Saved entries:
━━━
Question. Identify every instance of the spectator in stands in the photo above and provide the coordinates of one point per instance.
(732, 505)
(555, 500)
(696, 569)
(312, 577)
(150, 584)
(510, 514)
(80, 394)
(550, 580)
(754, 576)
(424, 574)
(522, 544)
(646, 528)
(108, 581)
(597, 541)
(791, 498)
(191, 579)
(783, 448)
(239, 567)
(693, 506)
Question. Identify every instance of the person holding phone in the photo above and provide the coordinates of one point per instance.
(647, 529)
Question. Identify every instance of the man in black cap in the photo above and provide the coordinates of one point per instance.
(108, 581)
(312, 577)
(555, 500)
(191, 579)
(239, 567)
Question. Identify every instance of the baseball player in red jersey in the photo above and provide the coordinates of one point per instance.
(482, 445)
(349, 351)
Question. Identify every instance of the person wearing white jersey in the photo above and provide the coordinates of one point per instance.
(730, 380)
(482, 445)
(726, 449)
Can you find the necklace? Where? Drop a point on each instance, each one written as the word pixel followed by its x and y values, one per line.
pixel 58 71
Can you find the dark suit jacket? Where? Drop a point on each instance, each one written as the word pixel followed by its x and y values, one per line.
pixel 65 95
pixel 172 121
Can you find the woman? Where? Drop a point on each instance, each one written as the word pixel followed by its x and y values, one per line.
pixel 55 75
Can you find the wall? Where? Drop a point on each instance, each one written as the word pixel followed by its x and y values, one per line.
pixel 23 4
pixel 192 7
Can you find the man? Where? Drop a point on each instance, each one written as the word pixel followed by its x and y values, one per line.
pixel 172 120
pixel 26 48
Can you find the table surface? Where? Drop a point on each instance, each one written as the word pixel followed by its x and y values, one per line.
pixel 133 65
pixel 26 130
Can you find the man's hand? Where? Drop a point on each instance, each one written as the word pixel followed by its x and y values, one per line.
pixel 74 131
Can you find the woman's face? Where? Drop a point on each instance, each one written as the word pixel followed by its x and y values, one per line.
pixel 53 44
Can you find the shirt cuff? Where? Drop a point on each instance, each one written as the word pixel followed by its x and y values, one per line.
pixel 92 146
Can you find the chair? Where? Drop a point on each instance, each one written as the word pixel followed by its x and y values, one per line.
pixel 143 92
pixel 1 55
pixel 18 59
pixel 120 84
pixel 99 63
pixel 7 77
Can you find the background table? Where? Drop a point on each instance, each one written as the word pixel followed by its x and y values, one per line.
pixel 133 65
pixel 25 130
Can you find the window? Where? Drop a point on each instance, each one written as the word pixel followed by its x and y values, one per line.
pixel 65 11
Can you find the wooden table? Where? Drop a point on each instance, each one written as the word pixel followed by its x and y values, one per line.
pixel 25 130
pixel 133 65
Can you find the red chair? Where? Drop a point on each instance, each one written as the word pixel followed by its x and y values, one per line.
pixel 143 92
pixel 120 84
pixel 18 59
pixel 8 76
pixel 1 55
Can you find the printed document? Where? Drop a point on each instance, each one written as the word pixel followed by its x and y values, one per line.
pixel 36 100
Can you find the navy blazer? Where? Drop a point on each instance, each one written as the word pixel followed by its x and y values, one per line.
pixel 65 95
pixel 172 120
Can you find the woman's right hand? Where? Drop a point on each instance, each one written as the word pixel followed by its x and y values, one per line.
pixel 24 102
━━━
Start at the line with "Can you find the red" and stop at the end of the records. Write those lines out exactly and add nothing.

Can you find the red chair? Where? Drop a point on each instance, each one written as the word pixel followed by its x and y values, one per line.
pixel 143 92
pixel 120 84
pixel 18 59
pixel 8 76
pixel 1 55
Can you find the printed document? Where? Drop a point on each instance, each one written as the word pixel followed by its x and y values, one per line.
pixel 36 100
Can you find the navy blazer? Where? Drop a point on each instance, each one written as the word pixel followed by its x and y values, one per line.
pixel 65 95
pixel 172 120
Can you find the woman's right hand? Where? Drop a point on each instance, each one written as the word pixel followed by its x and y values, one per line.
pixel 24 102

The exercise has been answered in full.